Reinforcement technology that can be applied by farmers themselves using ground-cover plants for irrigation facilities in paddy fields
In Ghana, locally produced rice comprises only 34% of consumption, resulting in the importation of the remaining 66%. It is thus necessary to improve paddy rice productivity, and irrigation facilities in paddy fields play an important role in achieving sustainable irrigated rice cultivation. However, irrigation facilities in inland valleys in Ghana have not performed efficiently due to high intensity rainfall and poor maintenance. According to the 1995 FAO Report, 40% soil surface coverage reduced raindrop erosion by 90%. Thus, a reinforcement technology using ground-cover plants to prevent raindrop erosion is being developed in accordance with research policy on preventive maintenance.
Local species are recommended as ground-cover plants as they minimize the impacts on ecosystems and overcome the psychological obstacles for the farmers. Vegetation around paddy field irrigation facilities are relatively resistant to changes in soil hardness and soil moisture, and therefore, has advantages over other plants. The targets of this technology are the levees and irrigation canals at paddy fields and, more specifically, the slopes and crowns of canals except for the wetted perimeter. Ground covers are planted by cuttage (i.e., propagation by plant parts) in a zigzag pattern at 15cm intervals. Local farmers are already familiar with this through rice transplanting, hence they can develop and manage it themselves (Fig. 1). Figure 2 shows that cover plants, especially “Chrysopogon aciculatus,” strengthen the soil around the irrigation facilities. Employing this technology, therefore, will eventually establish a dense plant community, which in turn will improve the facilities’ functionalities and durability (Fig. 3). The planting will be scheduled based on farmers’ viewpoint with due consideration to the following: 1) the dry season from Dec. to Feb. must be avoided as root extension growth tends to be difficult under the hardened topsoil, 2) the agricultural off-season is from Nov. to Mar. when the farmers themselves undertake planting work and implement plans to reduce construction costs, 3) the end of the longer rainy season from Jul. to Nov. promises moderate water supply to rice without significant raindrop impact (Fig. 4). The total cost of implementing this technology, including maintenance costs per 100m of irrigation canal in 10 years, is equal to the current cost of an unlined canal or 50% cost of a concrete-lined canal. Moreover, farmers do not need to spend cash if they install the reinforcement technology by themselves.

Supplied records
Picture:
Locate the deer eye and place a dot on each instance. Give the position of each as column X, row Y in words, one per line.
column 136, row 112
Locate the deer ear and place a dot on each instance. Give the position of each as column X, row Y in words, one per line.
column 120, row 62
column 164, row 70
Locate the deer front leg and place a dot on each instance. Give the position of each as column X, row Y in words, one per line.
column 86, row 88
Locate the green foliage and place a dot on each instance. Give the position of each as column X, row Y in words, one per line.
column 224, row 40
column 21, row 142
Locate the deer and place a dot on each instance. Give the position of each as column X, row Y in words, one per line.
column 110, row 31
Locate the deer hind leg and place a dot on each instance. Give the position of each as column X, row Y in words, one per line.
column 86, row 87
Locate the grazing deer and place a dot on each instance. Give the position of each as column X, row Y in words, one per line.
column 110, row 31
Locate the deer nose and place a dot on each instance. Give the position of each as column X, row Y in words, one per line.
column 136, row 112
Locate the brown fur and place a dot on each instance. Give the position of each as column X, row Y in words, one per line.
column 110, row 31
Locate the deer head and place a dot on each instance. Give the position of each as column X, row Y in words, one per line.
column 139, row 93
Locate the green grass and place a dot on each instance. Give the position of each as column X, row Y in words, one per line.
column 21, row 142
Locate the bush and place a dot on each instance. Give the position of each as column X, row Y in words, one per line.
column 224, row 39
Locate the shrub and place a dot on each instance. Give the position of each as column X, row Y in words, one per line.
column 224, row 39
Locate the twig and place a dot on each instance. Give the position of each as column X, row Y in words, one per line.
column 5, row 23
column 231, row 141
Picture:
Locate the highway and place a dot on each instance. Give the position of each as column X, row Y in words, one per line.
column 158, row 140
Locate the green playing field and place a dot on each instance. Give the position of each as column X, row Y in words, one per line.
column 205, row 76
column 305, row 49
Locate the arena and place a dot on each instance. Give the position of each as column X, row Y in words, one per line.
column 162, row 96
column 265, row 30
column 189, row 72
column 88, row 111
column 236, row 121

Parts of the exercise
a: In the ground-cover reinforcement text, copy the part between "Reinforcement technology that" and "on preventive maintenance.", inclusive, switching "raindrop erosion" to "splash erosion" wherever it occurs.
b: Turn the paragraph of the ground-cover reinforcement text that begins "In Ghana, locally produced rice" into a bulleted list that keeps its main facts.
The items play no part in this work.

Solved tasks
a:
Reinforcement technology that can be applied by farmers themselves using ground-cover plants for irrigation facilities in paddy fields
In Ghana, locally produced rice comprises only 34% of consumption, resulting in the importation of the remaining 66%. It is thus necessary to improve paddy rice productivity, and irrigation facilities in paddy fields play an important role in achieving sustainable irrigated rice cultivation. However, irrigation facilities in inland valleys in Ghana have not performed efficiently due to high intensity rainfall and poor maintenance. According to the 1995 FAO Report, 40% soil surface coverage reduced splash erosion by 90%. Thus, a reinforcement technology using ground-cover plants to prevent splash erosion is being developed in accordance with research policy on preventive maintenance.

b:
- Locally produced rice makes up only 34% of consumption in Ghana, and the remaining 66% is imported.
- Paddy rice productivity therefore needs to improve. Irrigation facilities in paddy fields are important for sustainable irrigated rice cultivation.
- Irrigation facilities in Ghana's inland valleys have not performed efficiently because of high-intensity rainfall and poor maintenance.
- According to the 1995 FAO Report, 40% soil surface coverage reduced raindrop erosion by 90%.
- A reinforcement technology that uses ground-cover plants to prevent raindrop erosion is being developed in line with research policy on preventive maintenance.